- **Task directions**: Decide whether each statement agrees with the blog excerpt on Iain M Banks below, answering yes or no and quoting the deciding words of the excerpt: (a) Surface Detail was published in 2010. (b) The blogger has read Feersum Endjinn. (c) The most powerful Artificial Intelligences in the Culture are called Minds.

- **Extract provided**:

= = = = =

My take on it, from my
SFF blog:
The late Iain M Banks wrote nine novels in his SF
Culture series (published 1987 to 2012), as well as three other, unrelated, SF stories and fifteen mainstream novels (as Iain Banks). Over the decades I have gradually worked my way through all of his SF books except for the last two
Culture tomes and
Feersum Endjinn (which I couldn't get into because much of it is in an invented dialect).
Surface Detail is the penultimate
Culture novel, published in 2010. For the background I will repeat the summary I wrote a couple of years ago for my review of
Matter, the previous volume in the series:
"…the Culture, a galactic humanoid utopia in which almost inconceivably advanced technology provides everything that is needed, immensely capable Artificial Intelligences sort out the mundane business of running civilisation (the most powerful, known as Minds, usually being established in vast spacecraft or space habitats with quirky names), and citizens are mostly free to do whatever they like – live forever, change gender or even species, travel the galaxy. There are various alien civilisations in close contact with the Culture and a lot of others that are not, plus human planetary settlements that don't enjoy the same benefits. Relationships with such peripheral groups are handled by an organisation called Contact, and they apply less diplomatic means when required by means of Special Circumstances, whose agents are kind of blend of James Bond and Jason Bourne with comprehensive bio-electronic enhancements."

= = = = =

- **The data**:
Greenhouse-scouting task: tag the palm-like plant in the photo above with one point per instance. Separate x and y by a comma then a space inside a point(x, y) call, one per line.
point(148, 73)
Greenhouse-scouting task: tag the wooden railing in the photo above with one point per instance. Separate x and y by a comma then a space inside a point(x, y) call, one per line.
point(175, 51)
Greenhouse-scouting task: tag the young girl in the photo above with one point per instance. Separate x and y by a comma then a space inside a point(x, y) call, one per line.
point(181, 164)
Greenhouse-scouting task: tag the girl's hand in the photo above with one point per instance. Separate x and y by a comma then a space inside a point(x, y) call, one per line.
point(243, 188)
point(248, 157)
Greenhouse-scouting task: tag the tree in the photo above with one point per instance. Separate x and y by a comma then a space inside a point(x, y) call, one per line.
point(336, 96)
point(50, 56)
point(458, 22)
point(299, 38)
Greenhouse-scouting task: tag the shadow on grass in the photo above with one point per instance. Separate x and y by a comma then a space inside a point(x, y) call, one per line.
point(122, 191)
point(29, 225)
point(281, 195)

= = = = =

- **Answer to this exercise**:
(a) Yes: "published in 2010"
(b) No: "which I couldn't get into because much of it is in an invented dialect"
(c) Yes: "the most powerful, known as Minds"